> _Document passage_:
— Start —

An ATM is demonstrated at the Verizon booth at the Consumer Electronics Show in Las Vegas.

One of the most significant developments on the labour, and indirectly tax, front in recent years seems to have been overlooked as we all focus on the hilarity of a mid-ranking employee outsmarting his employer by outsourcing himself.

The employee, who is now an ex-employee, had a mid-level job at technology firm Verizon. At some stage, he decided he had better things to do with his time and worked out how to outsource himself to a firm in China. If you overlook the dishonesty involved, the arrangement appeared to create a win-win situation for all concerned: the employee got to keep most of his comparatively large salary and spent his day surfing the web, there was a work opportunity created for someone in China and Verizon reported that the employee turned in above-average work.

The fact that he was fired when the ruse was discovered reflected a surprising intolerance of his pro-active, indeed entrepreneurial, approach to work. Perhaps Verizon believed the man was employed not so much to get a job done as to do a job. He succeeded on the first count, but failed utterly on the second. Or perhaps Verizon felt cheated out of an outsourcing profit.

Having dismissed him one thing is certain, Verizon will be trawling through the ranks of its employees to see what opportunities there are for more of this type of outsourcing. And this will not only be done by Verizon, it will be done by all sorts of companies in the US and across the globe.

What the Verizon employee has done is lay the groundwork for a new generation of outsourcing. This will be devastating for the targeted employee, but it will be great for shareholders and very senior executives. In no time at all, the staff complement of even the largest companies will comprise only the executive directors and a handful of critical employees who are there to manage the complex outsourcing balancing act.

And of course, to the extent that the corporate bottom line benefited from this second-generation outsourcing, share prices would surge and dividends would flow, resulting in automatic benefits for shareholders. This means that the executive directors who have managed to cling onto their jobs will see their remuneration packages reach stratospheric levels.

— End —

> _Stated goal 1_: According to the commentary on the Verizon employee's self-outsourcing, what benefits made the arrangement appear to be a win-win for everyone involved? List each one.
> _Stated goal 2_: Condense the paragraph of the commentary that begins "What the Verizon employee has done" into two or three short sentences, keeping its main points.
> _Stated goal 3_: Write the next paragraph of the commentary on the Verizon employee's self-outsourcing, picking up after its final sentence.
The items that come next are not required.

(Entries pointing to named objects)
— Start —

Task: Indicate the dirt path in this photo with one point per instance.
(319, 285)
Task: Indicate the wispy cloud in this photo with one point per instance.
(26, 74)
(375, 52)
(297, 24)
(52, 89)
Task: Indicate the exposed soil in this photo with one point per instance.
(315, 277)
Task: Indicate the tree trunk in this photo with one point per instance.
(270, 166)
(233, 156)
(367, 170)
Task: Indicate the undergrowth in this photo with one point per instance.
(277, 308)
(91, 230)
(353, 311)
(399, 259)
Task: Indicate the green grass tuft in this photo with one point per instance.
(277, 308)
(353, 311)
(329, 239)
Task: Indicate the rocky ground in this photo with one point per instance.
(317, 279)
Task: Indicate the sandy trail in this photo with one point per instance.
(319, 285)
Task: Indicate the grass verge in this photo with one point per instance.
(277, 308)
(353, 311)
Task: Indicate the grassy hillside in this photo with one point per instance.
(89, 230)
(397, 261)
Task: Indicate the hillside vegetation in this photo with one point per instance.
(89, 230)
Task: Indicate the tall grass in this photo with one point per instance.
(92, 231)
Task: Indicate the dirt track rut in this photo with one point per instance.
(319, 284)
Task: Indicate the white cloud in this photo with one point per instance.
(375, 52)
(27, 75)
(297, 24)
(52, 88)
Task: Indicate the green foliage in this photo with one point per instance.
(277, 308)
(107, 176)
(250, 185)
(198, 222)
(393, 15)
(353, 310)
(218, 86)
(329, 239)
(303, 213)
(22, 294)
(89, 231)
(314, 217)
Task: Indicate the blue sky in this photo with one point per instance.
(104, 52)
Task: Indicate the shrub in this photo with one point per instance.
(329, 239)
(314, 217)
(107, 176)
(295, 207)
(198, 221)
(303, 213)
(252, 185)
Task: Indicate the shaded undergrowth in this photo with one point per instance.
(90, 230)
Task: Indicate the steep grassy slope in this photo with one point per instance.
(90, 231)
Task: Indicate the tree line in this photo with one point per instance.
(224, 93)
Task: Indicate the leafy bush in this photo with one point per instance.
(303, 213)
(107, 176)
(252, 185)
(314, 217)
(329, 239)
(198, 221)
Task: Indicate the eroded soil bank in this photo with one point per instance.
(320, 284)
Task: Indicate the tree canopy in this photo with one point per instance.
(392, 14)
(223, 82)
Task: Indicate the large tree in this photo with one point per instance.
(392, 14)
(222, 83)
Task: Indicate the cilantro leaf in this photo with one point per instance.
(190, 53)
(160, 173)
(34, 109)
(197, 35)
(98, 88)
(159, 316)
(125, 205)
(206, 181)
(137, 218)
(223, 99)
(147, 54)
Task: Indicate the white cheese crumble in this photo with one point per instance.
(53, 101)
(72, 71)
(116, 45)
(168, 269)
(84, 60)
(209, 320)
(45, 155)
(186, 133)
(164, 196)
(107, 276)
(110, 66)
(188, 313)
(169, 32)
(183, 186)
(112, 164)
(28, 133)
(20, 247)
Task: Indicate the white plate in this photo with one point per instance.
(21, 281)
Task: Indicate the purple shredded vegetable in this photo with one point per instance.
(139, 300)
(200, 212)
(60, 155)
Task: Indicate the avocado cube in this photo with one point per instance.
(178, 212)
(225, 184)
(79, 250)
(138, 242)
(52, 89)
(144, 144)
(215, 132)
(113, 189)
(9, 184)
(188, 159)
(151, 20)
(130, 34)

— End —

> _Expected answer 1_:
- The employee kept most of his comparatively large salary and spent his day surfing the web.
- A work opportunity was created for someone in China.
- Verizon received work from the employee that it reported as above average.

> _Expected answer 2_: The Verizon employee has laid the groundwork for a new generation of outsourcing, which will devastate targeted employees but benefit shareholders and very senior executives. Soon even the largest companies will employ only their executive directors and a handful of critical employees who manage the complex outsourcing balancing act.

> _Expected answer 3_:
The surge in share prices would also make trading in shares and all their derivatives more attractive, which would enhance the returns to fund managers and increase their rent-seeking opportunities.

All of this will of course mean that unemployment outside China, Vietnam and other “low-cost” sources of supply, is set to soar. It will not just be the likes of textile workers who will be affected, it will be higher-ranked individuals who are not accustomed to being the victims of the whimsical demands of management cost-cutting.

But fewer employees means fewer tax payers and fewer employment opportunities means greater demand for government-provided social services. The government might be able to ease the resulting pressure by outsourcing huge chunks of its responsibilities and costs, but given the recent revelations about its large “consultancy” bill, this may not result in the sort of win-win situation created by the Verizon employee.

Given that the loss of employee tax would not be made up by an increase in tax from corporate profits, a desperate government might be tempted to increase not just the corporate tax rate but also the tax on executive remuneration. Until it was reminded that any such move would result in the company and its executives decamping, or outsourcing themselves, to a more tax friendly regime such as Russia.